▶ [Task prompt] Take the material below and retype it in full; pictures are left out.

▶ [Records for the exercise]
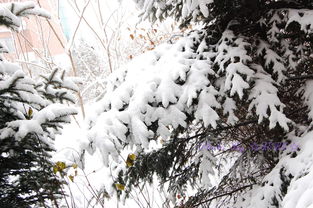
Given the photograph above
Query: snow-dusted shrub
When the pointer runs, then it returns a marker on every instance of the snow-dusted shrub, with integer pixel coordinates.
(244, 79)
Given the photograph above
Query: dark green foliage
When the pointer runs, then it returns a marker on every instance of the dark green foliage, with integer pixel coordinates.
(26, 176)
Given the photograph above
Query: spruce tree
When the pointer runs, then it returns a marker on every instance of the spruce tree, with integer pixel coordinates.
(30, 116)
(232, 99)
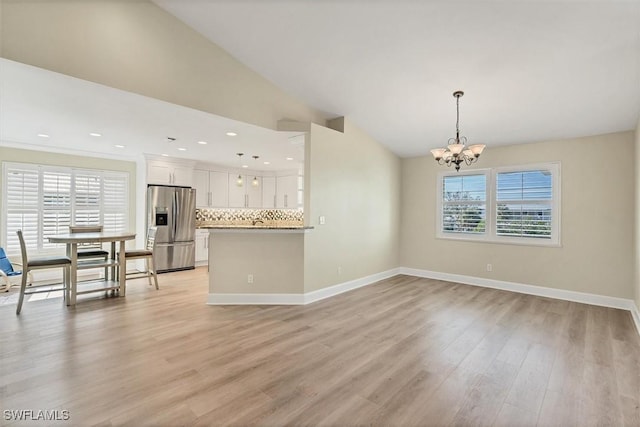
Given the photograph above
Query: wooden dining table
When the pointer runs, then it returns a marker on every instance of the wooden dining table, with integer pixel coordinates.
(72, 240)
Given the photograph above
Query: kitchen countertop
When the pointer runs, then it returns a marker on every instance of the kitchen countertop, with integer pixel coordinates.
(254, 227)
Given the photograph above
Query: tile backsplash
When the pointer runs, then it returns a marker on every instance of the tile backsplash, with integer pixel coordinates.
(271, 217)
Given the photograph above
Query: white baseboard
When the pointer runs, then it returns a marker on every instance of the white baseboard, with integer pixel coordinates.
(635, 313)
(582, 297)
(298, 299)
(320, 294)
(255, 299)
(323, 293)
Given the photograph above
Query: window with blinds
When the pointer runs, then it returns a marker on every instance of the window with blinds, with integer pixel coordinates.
(464, 199)
(519, 205)
(524, 204)
(44, 200)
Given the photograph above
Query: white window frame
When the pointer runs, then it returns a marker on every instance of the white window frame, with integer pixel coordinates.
(42, 247)
(439, 206)
(490, 234)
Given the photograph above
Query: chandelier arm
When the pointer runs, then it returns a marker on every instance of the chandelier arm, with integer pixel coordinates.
(457, 118)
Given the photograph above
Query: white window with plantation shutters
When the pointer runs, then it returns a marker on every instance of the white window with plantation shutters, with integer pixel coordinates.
(463, 204)
(21, 188)
(115, 202)
(517, 205)
(44, 200)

▶ [Finished exercise]
Given the photograph above
Query: snow-dusted shrub
When the pointer runs, then it returns a marker on every instance of the snow-dusted shrub, with integer pixel coordinates.
(244, 79)
Given the photograph above
Query: dark green foliage
When the pointer runs, then it returns a marker on every instance of the dark green foliage, with integer pixel coordinates.
(26, 176)
Given the photograph above
Query: spruce tree
When the pointer runs, then it returns a marker on every instance of the spruce tree, with integer pixel coordinates.
(30, 116)
(232, 99)
Given the photograph above
Query: wooden dining table
When the pointer runs, then it returns a marker on every instance of the wooden dining table, with integer pixel coordinates.
(72, 240)
Given the photograph above
Query: kitchen countertop
When the pointer runs, then it returns a marker on every instance of the kitchen countertop, with integer pixel coordinates.
(254, 227)
Given the photograph above
Query: tile backsplash
When the pointer runs, then it returns a marker on every instance of the tile backsplash, with integer pixel coordinates.
(271, 217)
Given the photograph above
Query: white baseboard
When the pointer runs, then it returns a marker on every instance of the white baseboard, with integer pixel coordinates.
(635, 313)
(582, 297)
(298, 299)
(320, 294)
(255, 299)
(323, 293)
Given the photograph above
Query: window with blinds
When the pointer runs, then it returns a marker on every instance of the window with blinds, with integer pixel coordinates.
(464, 199)
(519, 205)
(524, 204)
(44, 200)
Given the photograph above
Query: white window frame
When the pointer runs, then it returns a marker on every instance of the white window frame, with integer pixel coordinates.
(42, 247)
(439, 206)
(490, 234)
Given the photograph above
Query: chandelier arm
When the pointer runs, then it returns a marker on every instance of the chandelier arm, with integer pixel coordinates.
(457, 118)
Given the photograph above
Query: white window with plantation shutters
When the pointer runs, then it returns a marker on every instance of the white window with plantation shutters, with integer pixel coordinates.
(463, 204)
(21, 188)
(115, 202)
(517, 205)
(44, 200)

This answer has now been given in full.